(Point labeling data based on photos)
* * *

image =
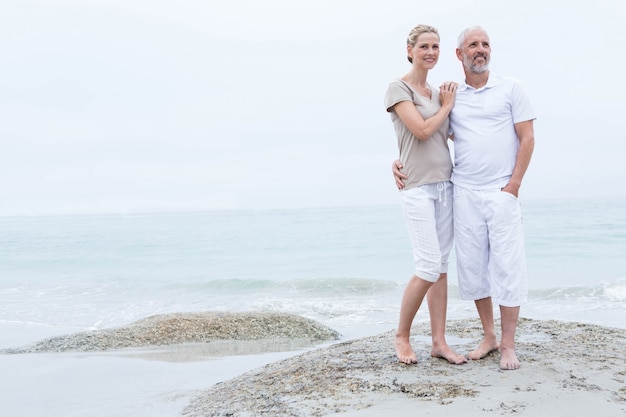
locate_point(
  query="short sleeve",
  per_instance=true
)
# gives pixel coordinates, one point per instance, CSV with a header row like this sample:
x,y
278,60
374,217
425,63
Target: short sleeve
x,y
397,92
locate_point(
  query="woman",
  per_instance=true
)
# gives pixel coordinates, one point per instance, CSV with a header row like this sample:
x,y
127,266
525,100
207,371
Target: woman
x,y
419,113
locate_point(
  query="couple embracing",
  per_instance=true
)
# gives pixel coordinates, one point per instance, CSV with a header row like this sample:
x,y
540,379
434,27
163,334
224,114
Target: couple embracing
x,y
490,119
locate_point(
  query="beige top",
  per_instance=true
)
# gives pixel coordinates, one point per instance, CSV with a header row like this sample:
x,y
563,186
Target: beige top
x,y
424,161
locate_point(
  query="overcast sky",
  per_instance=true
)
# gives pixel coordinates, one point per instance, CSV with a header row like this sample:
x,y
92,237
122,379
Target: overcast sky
x,y
135,105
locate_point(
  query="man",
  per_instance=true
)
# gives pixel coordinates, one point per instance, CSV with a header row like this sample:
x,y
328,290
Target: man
x,y
492,129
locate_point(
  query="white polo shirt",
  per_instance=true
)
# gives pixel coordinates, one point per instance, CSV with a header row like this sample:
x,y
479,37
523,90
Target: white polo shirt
x,y
485,142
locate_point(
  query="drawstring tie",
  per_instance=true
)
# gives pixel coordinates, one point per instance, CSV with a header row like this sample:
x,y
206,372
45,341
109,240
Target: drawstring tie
x,y
441,188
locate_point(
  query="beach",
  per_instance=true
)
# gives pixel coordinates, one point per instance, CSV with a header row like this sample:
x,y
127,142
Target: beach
x,y
92,306
568,369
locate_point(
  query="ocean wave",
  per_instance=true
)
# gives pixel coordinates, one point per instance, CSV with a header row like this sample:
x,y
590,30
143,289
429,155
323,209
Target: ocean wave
x,y
321,286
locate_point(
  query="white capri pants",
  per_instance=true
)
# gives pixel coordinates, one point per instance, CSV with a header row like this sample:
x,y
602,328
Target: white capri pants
x,y
490,251
428,214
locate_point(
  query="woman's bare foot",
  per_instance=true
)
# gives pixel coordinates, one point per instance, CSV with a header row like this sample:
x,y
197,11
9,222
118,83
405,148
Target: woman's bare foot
x,y
404,351
508,359
484,348
448,354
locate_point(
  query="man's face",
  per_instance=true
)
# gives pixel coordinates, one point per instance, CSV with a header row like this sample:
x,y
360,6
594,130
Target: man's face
x,y
475,52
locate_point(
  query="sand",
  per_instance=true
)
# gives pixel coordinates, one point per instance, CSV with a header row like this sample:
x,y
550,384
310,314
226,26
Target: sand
x,y
568,369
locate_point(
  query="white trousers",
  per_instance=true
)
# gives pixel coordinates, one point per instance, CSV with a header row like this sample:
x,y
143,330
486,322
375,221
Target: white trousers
x,y
490,251
428,214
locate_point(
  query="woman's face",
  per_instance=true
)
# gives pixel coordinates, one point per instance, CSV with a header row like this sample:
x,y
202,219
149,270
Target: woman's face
x,y
425,52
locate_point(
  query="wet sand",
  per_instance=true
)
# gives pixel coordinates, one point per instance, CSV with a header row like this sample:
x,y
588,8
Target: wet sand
x,y
568,369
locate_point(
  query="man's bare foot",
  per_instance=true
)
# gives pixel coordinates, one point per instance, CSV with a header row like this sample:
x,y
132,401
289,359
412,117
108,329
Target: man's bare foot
x,y
448,354
484,348
404,351
508,359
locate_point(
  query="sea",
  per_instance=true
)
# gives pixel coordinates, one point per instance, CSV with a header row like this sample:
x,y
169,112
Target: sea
x,y
344,267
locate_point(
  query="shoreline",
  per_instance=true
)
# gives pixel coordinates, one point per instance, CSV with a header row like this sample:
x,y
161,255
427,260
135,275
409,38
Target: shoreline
x,y
568,369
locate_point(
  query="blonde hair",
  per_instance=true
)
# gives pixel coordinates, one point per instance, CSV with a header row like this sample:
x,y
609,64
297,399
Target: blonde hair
x,y
415,32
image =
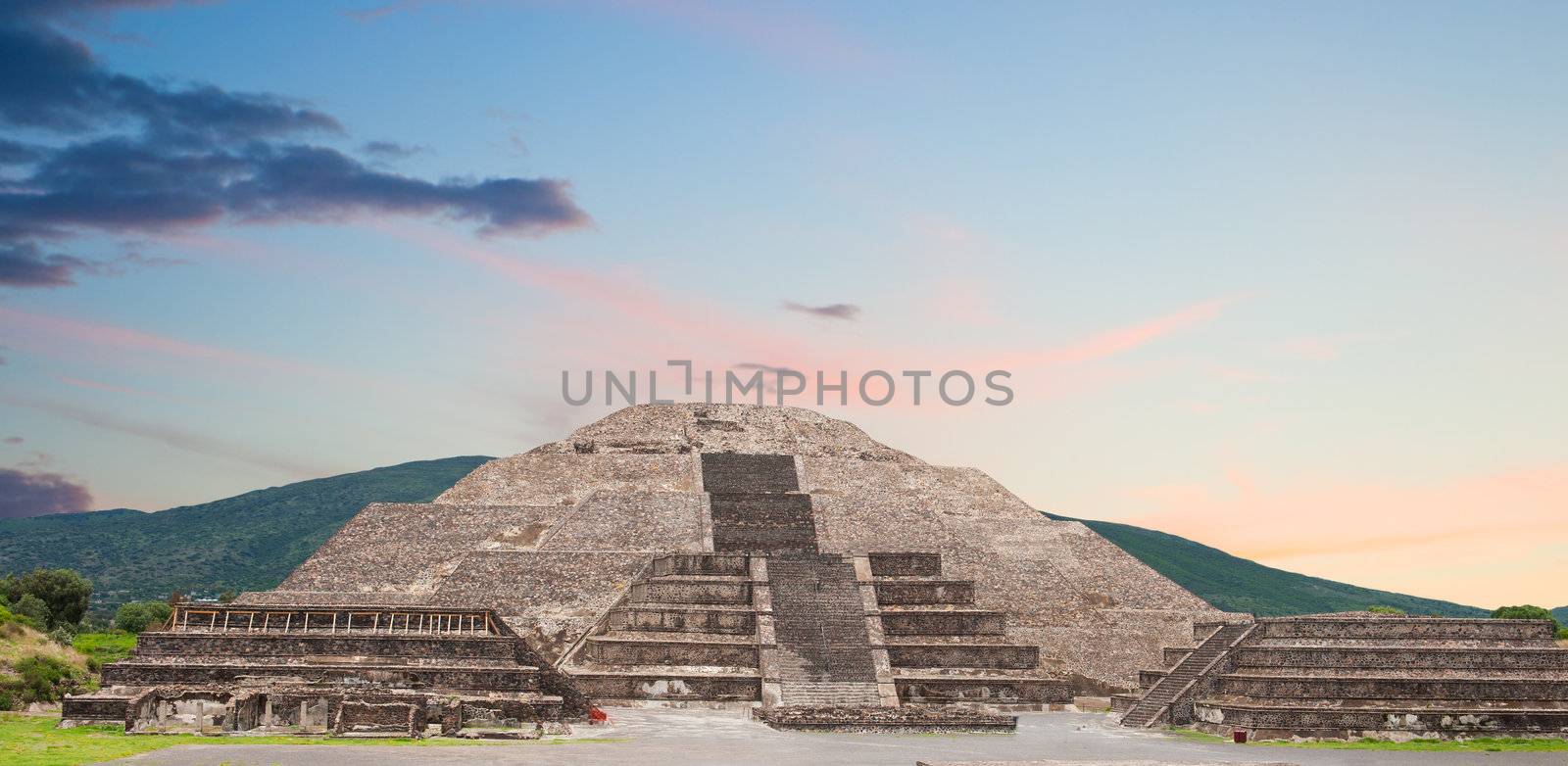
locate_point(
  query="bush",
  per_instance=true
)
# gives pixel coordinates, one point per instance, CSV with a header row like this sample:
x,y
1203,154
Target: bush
x,y
33,608
63,591
63,635
138,616
102,648
43,679
1525,613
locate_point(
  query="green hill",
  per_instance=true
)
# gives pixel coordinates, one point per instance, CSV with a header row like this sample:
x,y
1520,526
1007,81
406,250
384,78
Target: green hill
x,y
1246,586
253,541
245,543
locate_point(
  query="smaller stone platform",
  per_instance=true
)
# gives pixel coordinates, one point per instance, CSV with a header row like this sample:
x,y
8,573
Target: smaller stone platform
x,y
883,719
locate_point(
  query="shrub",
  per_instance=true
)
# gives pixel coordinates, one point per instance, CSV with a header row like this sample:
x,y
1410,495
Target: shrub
x,y
33,608
1525,613
63,591
138,616
43,679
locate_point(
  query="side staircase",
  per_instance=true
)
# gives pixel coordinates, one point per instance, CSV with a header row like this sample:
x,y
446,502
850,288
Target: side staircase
x,y
687,632
943,648
1356,676
1156,703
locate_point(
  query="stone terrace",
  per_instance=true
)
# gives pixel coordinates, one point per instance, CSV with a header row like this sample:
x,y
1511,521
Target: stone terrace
x,y
1363,676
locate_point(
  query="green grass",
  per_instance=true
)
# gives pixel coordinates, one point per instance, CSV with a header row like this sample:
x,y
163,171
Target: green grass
x,y
35,742
1246,586
247,543
1492,744
106,647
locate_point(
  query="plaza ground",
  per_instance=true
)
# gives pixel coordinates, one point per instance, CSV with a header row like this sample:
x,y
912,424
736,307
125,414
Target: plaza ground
x,y
726,739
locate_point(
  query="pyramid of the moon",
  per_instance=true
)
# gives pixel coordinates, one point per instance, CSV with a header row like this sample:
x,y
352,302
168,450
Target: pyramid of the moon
x,y
762,553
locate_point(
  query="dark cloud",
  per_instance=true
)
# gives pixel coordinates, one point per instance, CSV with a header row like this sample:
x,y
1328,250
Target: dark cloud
x,y
847,312
143,159
23,265
57,8
389,151
25,494
15,152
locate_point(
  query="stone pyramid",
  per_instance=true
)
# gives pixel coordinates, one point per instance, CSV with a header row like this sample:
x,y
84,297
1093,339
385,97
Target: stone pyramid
x,y
712,551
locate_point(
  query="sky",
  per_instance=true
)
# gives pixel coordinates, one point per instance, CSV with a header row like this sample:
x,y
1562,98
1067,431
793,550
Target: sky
x,y
1285,279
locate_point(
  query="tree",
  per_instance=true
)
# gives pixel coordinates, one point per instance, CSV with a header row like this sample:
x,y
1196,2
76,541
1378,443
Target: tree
x,y
1525,613
138,616
63,590
31,608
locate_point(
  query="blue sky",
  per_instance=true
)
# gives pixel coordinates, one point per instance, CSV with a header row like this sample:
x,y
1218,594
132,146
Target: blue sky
x,y
1285,279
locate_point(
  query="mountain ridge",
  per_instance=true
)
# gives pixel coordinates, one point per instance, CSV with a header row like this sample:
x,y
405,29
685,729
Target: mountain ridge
x,y
200,551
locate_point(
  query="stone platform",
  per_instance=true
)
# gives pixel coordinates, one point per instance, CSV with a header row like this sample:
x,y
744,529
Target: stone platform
x,y
906,719
1360,676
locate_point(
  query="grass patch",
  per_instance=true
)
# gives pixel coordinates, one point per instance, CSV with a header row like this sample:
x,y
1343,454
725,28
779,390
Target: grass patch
x,y
106,647
35,742
1492,744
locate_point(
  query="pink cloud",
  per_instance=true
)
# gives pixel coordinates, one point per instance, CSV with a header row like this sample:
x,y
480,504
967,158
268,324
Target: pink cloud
x,y
1481,539
172,436
46,332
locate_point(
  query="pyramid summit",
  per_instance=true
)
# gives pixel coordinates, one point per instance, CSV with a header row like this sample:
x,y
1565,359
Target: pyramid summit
x,y
781,559
556,536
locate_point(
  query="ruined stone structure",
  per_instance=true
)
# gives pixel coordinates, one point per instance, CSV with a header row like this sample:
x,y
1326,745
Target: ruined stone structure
x,y
681,553
345,669
762,554
1352,676
781,559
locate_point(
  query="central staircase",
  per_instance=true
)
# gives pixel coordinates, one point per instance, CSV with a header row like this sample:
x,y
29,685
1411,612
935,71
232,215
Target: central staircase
x,y
819,622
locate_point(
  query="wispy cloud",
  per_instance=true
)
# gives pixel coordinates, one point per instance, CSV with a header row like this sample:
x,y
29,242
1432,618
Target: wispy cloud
x,y
27,494
170,436
847,312
44,332
161,159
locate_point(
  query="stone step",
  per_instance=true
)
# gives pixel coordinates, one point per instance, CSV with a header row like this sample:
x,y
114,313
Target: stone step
x,y
1529,658
673,684
690,591
1490,690
682,619
760,473
1277,721
998,690
960,655
762,523
609,650
828,693
702,564
943,622
906,564
130,672
925,591
1403,629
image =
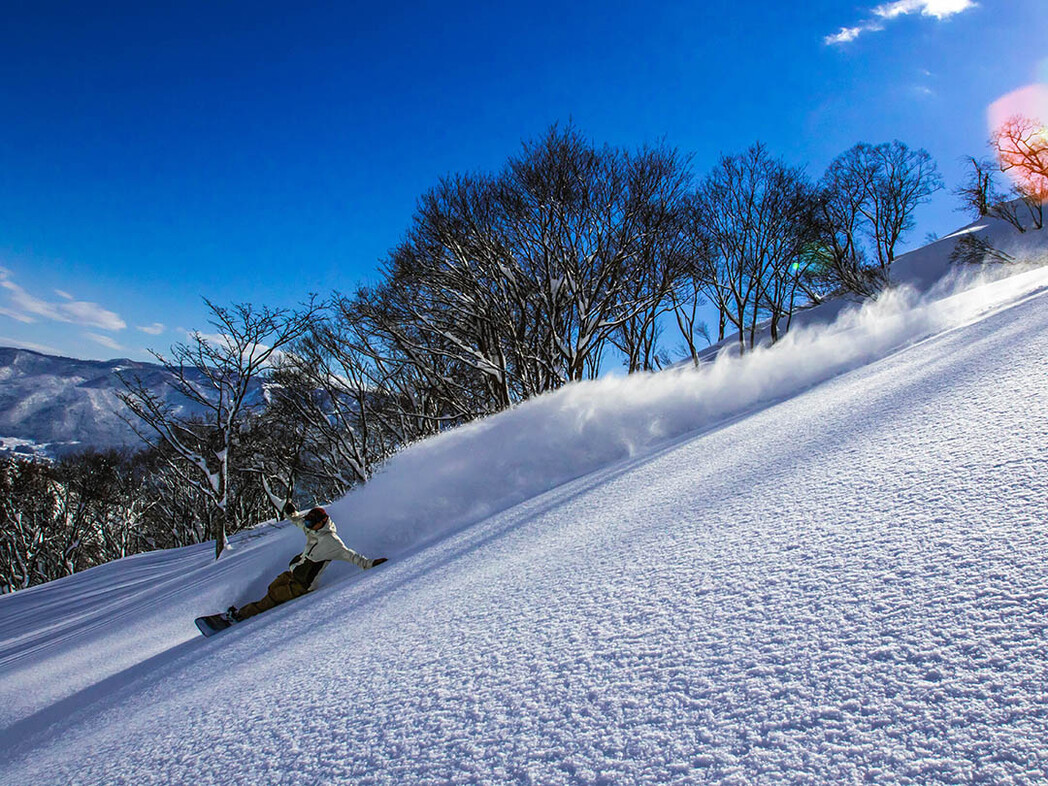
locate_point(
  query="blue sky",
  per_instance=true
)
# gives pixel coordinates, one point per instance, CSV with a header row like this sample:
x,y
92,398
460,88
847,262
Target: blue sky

* * *

▶ WHAT IS NEEDED: In the listing above, count how many lines contain the word "ground", and give only that number.

▶ WRITTEN ANSWER: 2